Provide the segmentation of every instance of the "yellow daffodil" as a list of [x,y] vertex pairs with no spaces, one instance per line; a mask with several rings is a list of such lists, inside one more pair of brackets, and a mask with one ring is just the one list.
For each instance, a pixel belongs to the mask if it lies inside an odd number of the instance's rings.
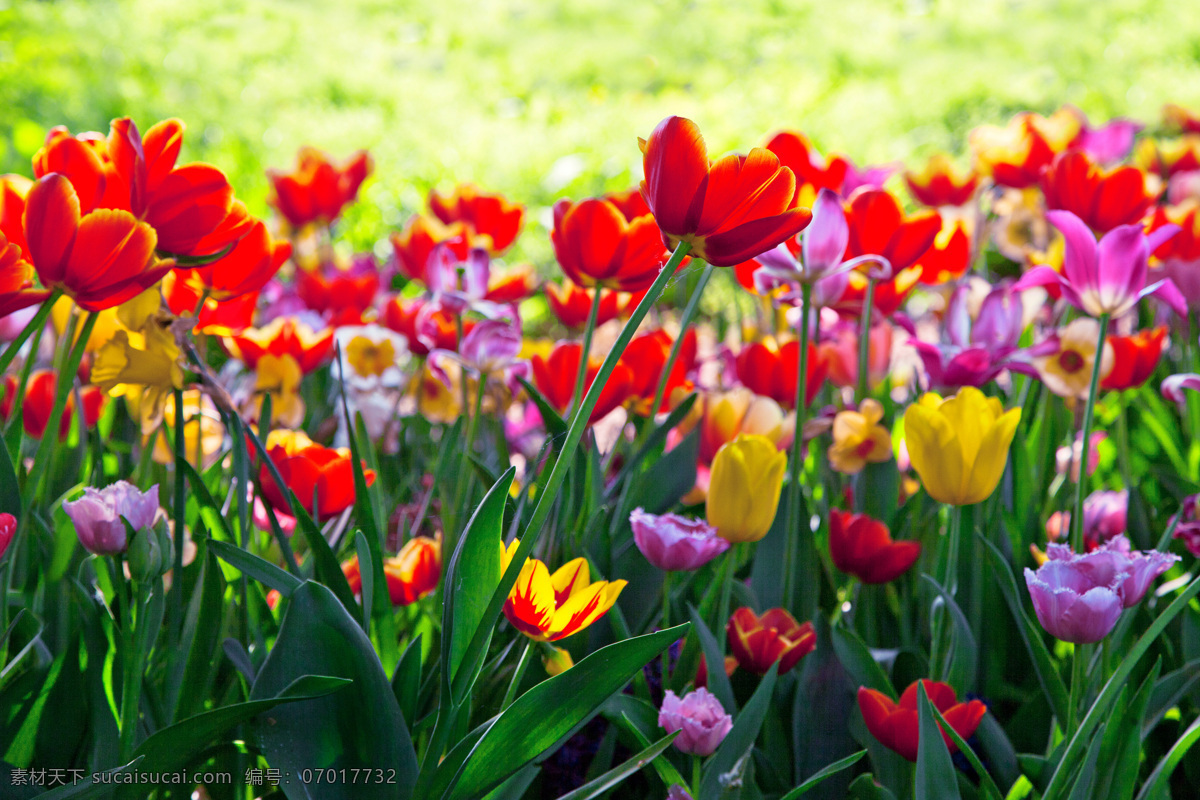
[[[169,435],[159,436],[154,443],[154,460],[170,464],[175,458],[175,395],[167,395],[163,407],[163,422]],[[143,431],[147,436],[150,431]],[[183,445],[187,458],[200,469],[208,469],[220,457],[225,443],[225,426],[212,400],[198,389],[183,393]]]
[[561,675],[571,667],[575,666],[575,662],[571,659],[571,654],[561,647],[554,645],[545,645],[548,650],[542,652],[542,666],[546,669],[546,674],[553,678],[555,675]]
[[[502,572],[508,569],[518,544],[514,540],[503,551]],[[583,558],[568,561],[553,575],[541,561],[528,558],[504,601],[504,616],[530,639],[556,642],[578,633],[608,613],[626,583],[592,583],[587,560]]]
[[879,463],[892,457],[892,436],[879,424],[883,406],[864,400],[858,411],[839,411],[833,418],[833,444],[829,463],[838,472],[854,475],[868,461]]
[[391,339],[355,336],[346,343],[346,363],[363,378],[379,376],[395,365],[396,348]]
[[[71,319],[71,312],[75,310],[75,303],[69,297],[60,297],[55,301],[54,307],[50,309],[50,320],[54,323],[54,331],[59,336],[62,336],[67,330],[67,323]],[[88,336],[87,344],[84,350],[88,353],[95,353],[105,342],[113,338],[120,324],[117,322],[117,309],[106,308],[103,311],[98,311],[95,314],[96,324],[92,327],[92,333]],[[81,331],[76,330],[75,339],[78,341]]]
[[1021,409],[964,386],[943,400],[929,393],[904,412],[904,436],[913,469],[935,500],[964,506],[996,489]]
[[722,445],[712,463],[708,524],[734,544],[767,535],[779,508],[787,455],[765,436],[740,434]]
[[[1059,397],[1087,397],[1092,386],[1092,366],[1096,363],[1096,341],[1100,323],[1080,317],[1058,331],[1058,351],[1033,359],[1033,365],[1046,388]],[[1100,356],[1100,377],[1113,368],[1113,349],[1104,343]]]
[[147,289],[118,306],[119,327],[92,366],[92,382],[108,394],[139,396],[143,422],[159,419],[167,395],[183,388],[179,345],[160,318],[161,305],[158,290]]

== WHAT IS EXPECTED ==
Could all the data above be given again exactly, leaving out its images?

== ANSWER TO THIS EXERCISE ==
Provide the segmentation of every instance of the "yellow daffodil" as a list of [x,y] vertex pairs with no spaces, one instance per line; a mask with several rings is a list of such lists, inside one more pair of brackets, and a mask with one ring is just the one list.
For each instance, a pixel belongs to the mask if it lies inside an odd number of the instance's rings.
[[[169,435],[159,436],[154,443],[154,460],[170,464],[175,458],[175,395],[167,395],[163,407],[163,422]],[[143,431],[147,436],[150,431]],[[183,445],[187,458],[200,469],[208,469],[220,457],[225,443],[225,426],[212,400],[198,389],[183,393]]]
[[561,675],[571,667],[575,666],[575,662],[571,659],[571,654],[561,647],[554,645],[545,645],[548,650],[542,652],[542,666],[546,669],[546,674],[553,678],[555,675]]
[[[502,572],[508,569],[518,544],[514,540],[503,551]],[[583,558],[568,561],[553,575],[541,561],[528,558],[504,601],[504,616],[530,639],[556,642],[578,633],[608,613],[626,583],[592,583],[587,560]]]
[[879,463],[892,457],[892,436],[879,424],[883,406],[864,400],[858,411],[839,411],[833,418],[833,444],[829,463],[838,472],[854,475],[868,461]]
[[391,339],[355,336],[346,343],[346,363],[363,378],[379,376],[395,365],[396,348]]
[[[71,319],[71,312],[75,310],[75,303],[69,297],[60,297],[55,301],[54,307],[50,309],[50,320],[54,323],[54,331],[59,336],[62,336],[67,330],[67,323]],[[88,336],[87,344],[84,350],[88,353],[95,353],[105,342],[113,338],[120,324],[117,322],[117,309],[106,308],[103,311],[98,311],[95,314],[96,324],[92,327],[92,333]],[[81,331],[76,330],[75,339],[78,341]]]
[[1021,409],[964,386],[943,400],[929,393],[904,412],[904,436],[913,469],[935,500],[964,506],[996,489]]
[[722,445],[712,463],[708,524],[734,544],[767,535],[779,508],[787,455],[765,436],[740,434]]
[[[1059,397],[1087,397],[1092,386],[1092,366],[1096,363],[1096,341],[1100,323],[1080,317],[1058,331],[1058,351],[1033,359],[1033,365],[1046,388]],[[1100,356],[1100,377],[1113,368],[1113,349],[1104,343]]]
[[147,289],[118,306],[119,327],[92,366],[92,382],[108,394],[139,396],[143,422],[159,419],[167,395],[183,388],[179,345],[160,318],[161,305],[158,290]]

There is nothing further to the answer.